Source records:
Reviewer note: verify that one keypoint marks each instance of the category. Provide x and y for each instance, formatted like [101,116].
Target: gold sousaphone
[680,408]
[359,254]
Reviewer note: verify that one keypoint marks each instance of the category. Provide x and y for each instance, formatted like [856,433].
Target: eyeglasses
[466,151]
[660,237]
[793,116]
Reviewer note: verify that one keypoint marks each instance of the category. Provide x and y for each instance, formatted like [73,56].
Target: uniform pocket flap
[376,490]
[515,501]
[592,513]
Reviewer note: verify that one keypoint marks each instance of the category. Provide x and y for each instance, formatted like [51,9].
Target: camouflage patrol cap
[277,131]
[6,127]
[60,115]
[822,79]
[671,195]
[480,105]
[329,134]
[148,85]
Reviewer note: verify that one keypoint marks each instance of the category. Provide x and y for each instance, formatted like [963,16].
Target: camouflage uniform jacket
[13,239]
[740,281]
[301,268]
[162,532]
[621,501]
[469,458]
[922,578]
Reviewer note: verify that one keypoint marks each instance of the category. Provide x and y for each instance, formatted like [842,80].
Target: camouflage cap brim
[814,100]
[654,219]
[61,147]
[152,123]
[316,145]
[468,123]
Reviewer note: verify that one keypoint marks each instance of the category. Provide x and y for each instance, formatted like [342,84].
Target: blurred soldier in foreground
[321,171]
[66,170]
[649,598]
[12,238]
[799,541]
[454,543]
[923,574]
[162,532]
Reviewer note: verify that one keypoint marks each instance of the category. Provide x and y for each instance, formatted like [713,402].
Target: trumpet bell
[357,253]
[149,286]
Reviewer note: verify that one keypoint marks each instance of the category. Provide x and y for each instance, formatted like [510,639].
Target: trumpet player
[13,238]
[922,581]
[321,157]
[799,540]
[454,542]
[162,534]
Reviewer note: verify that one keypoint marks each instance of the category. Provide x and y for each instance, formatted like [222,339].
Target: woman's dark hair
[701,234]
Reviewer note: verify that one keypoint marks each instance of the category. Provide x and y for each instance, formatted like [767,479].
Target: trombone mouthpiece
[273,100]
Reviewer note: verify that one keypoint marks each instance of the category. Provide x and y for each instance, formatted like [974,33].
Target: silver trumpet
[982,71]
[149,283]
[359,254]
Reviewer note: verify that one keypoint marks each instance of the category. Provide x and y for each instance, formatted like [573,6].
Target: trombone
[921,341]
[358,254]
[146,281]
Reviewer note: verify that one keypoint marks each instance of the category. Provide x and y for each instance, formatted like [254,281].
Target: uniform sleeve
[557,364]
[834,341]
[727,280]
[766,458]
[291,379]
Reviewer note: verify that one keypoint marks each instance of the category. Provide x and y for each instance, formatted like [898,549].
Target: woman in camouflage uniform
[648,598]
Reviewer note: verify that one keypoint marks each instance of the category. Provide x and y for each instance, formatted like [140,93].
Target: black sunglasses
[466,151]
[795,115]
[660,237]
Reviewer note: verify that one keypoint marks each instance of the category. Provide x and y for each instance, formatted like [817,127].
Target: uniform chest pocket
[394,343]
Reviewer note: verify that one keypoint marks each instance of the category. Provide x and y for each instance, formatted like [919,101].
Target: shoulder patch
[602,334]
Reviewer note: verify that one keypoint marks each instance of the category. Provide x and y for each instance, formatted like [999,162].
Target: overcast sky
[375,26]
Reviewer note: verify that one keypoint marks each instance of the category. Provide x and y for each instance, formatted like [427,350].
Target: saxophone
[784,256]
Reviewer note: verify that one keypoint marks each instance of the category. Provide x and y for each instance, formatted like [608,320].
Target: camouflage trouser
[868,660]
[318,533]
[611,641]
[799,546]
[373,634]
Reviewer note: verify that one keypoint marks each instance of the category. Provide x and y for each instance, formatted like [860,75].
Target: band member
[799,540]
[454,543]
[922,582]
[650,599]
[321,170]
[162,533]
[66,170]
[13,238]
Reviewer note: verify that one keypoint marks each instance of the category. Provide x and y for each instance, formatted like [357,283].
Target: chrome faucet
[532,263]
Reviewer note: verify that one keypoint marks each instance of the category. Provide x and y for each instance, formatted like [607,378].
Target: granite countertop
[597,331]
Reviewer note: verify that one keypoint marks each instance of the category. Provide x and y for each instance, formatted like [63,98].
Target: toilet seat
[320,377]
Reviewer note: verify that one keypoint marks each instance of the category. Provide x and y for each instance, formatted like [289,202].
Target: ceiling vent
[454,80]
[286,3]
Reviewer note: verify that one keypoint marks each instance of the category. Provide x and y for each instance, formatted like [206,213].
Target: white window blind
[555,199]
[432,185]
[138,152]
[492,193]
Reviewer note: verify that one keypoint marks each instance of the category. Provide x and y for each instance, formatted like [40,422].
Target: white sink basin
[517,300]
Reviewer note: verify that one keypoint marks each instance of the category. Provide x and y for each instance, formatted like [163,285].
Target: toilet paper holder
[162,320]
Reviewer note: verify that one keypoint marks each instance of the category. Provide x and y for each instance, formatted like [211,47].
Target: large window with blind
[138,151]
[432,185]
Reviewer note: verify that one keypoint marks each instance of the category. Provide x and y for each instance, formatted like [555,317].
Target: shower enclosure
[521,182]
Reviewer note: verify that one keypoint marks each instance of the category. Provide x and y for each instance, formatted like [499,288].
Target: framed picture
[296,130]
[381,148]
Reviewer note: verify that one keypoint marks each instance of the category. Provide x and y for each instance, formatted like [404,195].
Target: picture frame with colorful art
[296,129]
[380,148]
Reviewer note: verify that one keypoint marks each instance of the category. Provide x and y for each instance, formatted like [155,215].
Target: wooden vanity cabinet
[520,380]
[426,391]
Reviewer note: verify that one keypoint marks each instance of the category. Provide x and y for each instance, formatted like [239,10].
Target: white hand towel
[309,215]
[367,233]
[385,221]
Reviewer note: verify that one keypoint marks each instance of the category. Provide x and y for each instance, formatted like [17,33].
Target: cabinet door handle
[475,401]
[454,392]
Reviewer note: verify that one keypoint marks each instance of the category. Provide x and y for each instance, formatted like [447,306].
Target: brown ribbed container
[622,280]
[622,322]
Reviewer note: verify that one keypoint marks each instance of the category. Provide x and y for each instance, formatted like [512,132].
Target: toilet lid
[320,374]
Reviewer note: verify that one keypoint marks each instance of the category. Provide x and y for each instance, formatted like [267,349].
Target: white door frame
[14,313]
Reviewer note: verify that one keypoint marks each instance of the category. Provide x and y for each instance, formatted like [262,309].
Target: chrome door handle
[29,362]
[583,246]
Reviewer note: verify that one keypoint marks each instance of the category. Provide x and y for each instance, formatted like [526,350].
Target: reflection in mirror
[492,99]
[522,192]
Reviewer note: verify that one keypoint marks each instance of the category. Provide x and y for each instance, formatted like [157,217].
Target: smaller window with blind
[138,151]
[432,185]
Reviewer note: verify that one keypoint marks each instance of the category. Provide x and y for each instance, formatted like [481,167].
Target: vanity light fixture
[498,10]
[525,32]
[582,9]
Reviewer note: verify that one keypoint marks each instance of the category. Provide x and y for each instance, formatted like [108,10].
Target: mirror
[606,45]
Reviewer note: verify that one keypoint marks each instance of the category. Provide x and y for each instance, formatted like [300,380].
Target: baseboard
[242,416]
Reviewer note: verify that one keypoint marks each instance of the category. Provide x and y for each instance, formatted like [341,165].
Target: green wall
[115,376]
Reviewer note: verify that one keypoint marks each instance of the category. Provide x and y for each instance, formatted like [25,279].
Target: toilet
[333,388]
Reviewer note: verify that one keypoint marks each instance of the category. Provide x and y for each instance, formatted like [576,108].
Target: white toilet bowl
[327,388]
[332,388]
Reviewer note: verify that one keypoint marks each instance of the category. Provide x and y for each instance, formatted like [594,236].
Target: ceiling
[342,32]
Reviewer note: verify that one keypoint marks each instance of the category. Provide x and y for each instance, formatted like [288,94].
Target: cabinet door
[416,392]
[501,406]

Task objective: The entries above hold the needed span. Transcribe exactly the lines from the one with "formatted like [898,549]." to the one with "formatted like [608,320].", both included.

Exercise result:
Reviewer note: verify that one keypoint marks each instance of the category. Provide x and y for each instance, formatted like [898,549].
Target: woman in camouflage uniform
[648,598]
Reviewer note: verify that one keypoint marks each instance of the category. Provide x and y for each instance, formatted like [140,93].
Target: black sunglasses
[466,151]
[795,115]
[660,237]
Reviewer note: verify that one keypoint marks each instance of the category. Provide x and y for each instance, formatted like [817,127].
Target: uniform chest pocket
[394,343]
Reviewer note: verify that one keypoint marks each instance of the category. Provide x and y for each instance, formatted like [919,101].
Target: shoulder patch
[602,334]
Reviewer note: verify that one keypoint marks each instance of the category. Provide x and y for each instance, formatted like [999,162].
Target: overcast sky
[375,26]
Reviewer note: verify that one keypoint marks each instance of the category. Provide x and y for each instance, formatted like [427,350].
Target: saxophone
[784,256]
Reviewer note: verify that one keypoint marks each instance of the category. Provide x and y for each instance, formatted like [608,320].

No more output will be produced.